→ **INSTRUCTIONS TO FOLLOW**: List every line of the items below that contains the word 'single'.

→ **PROVIDED RECORDS**:
————
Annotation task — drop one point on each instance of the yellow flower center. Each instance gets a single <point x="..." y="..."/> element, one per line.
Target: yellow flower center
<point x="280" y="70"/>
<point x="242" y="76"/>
————
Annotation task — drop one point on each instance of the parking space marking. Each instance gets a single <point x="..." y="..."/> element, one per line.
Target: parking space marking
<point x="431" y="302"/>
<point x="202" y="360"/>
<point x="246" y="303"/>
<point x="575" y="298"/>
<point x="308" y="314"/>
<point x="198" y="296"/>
————
→ **THE RESULT**:
Annotation task — drop one point on each instance of the yellow flower center. Each instance gets a single <point x="..." y="..."/> element, one per line.
Annotation task — drop one point on each instance of the parking space marking. Each instance gets a single <point x="..." y="..."/> element, one per line.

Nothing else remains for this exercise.